Page extract –
* Start *
In Algeria, in 1992 when there was an attempt at elections, the fundamentalist Islamic Salvation Front almost won a majority in the Parliament. In response, the government canceled elections. The Algerian dictator was brutal but he and his cohorts clearly understood that the alternative to his brand of brutality would be a religious dictatorship. Not that President Abdelaziz Bouteflika cares about human rights. He cared about saving his wealth and power. The result in Algeria was that human rights remained elusive.

Again, even more recently in Tunisia in January 2011, the country’s president, Zine al Abidine Ben Ali was forced to flee the country after twenty-three years of a ruthless grip on his people. A state of emergency was declared and the ineffectual prime minister, Mohammed Ghannouchi, appeared on television to announce that he was running what he described as a “temporary government.” There is no doubt that it is only a question of time—months at the most—before the all-powerful Islamic party will promise the people equality and a better life, take over the army, and impose religious rule.

The irony is that Islamic leaders fulfill those promises of a better life if compared to the violent dictatorships of Arab leaders from Morocco to Egypt to Jordan, Syria, and beyond. The reason that Hamas and the Islamic Fundamentalists throughout the West Bank and Gaza win the hearts and minds of the Palestinians is because they provide education, technological training, and such basics as food, warm clothes, and shelter for an otherwise desperate population. They are rich organizations. They get billions in donations from Gulf Arab states such as Saudi Arabia who is home to the violent Wahabi Muslims. And, there are many other states that support the extremist religious groups. The fact that the more moderate leaders in that region talk peace with Israel is no incentive for the Palestinians to trust them. The only hearts and minds the more moderate Palestinians are winning are those in the United States and Israel.

Societies which have been oppressed for decades have no idea how to achieve freedom. More to the point, the American version of freedom or democracy is completely foreign to those living throughout the Arab world. Our idea of liberation fails on almost every attempt, whether in Iraq or throughout the West Bank and Gaza. Our misconception that people in those distant lands will embrace our brand of freedom is not only naïve but dangerous, as the people we are trying to liberate end up viewing us as oppressors. This predictable formula is similar to the countries that had no idea how to make the transition from living under a brutal but decrepit Soviet Empire in 1989 to the fall of the Berlin Wall which supposedly brought freedom. What happened instead was that criminal bands and former communist leaders rule Russia today, either behind the scenes or blatantly on the streets. Either regime that deposes dictatorships—mafia clans or extreme religious leaders—results in a deprivation of human rights, anarchy, and sets societies back thousands of years when it comes to social, cultural, and economic progress.
* End *
Required task A – In the passage on Arab politics, who went on television in Tunisia to announce a "temporary government"?
Required task B – Summarize the passage on Arab politics in three sentences.
Required task C – Return everything in the passage on Arab politics from "In Algeria, in" down to "rights remained elusive.".

Data –
* Start *
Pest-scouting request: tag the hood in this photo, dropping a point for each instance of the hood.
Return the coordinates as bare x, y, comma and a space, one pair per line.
* End *
Correct output A – The prime minister, Mohammed Ghannouchi.

Correct output B – In Algeria in 1992, the Islamic Salvation Front almost won a parliamentary majority before the government canceled elections, and the passage predicts that after Ben Ali fled Tunisia in 2011, an Islamic party will soon impose religious rule there. Hamas and other Islamic fundamentalists win Palestinian support by providing education, technological training, food, warm clothes, and shelter, paid for with billions in donations from Gulf Arab states such as Saudi Arabia. The passage holds that the American version of freedom is foreign to the Arab world and that any regime deposing a dictatorship, whether mafia clans or extreme religious leaders, brings deprivation of human rights and anarchy.

Correct output C –
In Algeria, in 1992 when there was an attempt at elections, the fundamentalist Islamic Salvation Front almost won a majority in the Parliament. In response, the government canceled elections. The Algerian dictator was brutal but he and his cohorts clearly understood that the alternative to his brand of brutality would be a religious dictatorship. Not that President Abdelaziz Bouteflika cares about human rights. He cared about saving his wealth and power. The result in Algeria was that human rights remained elusive.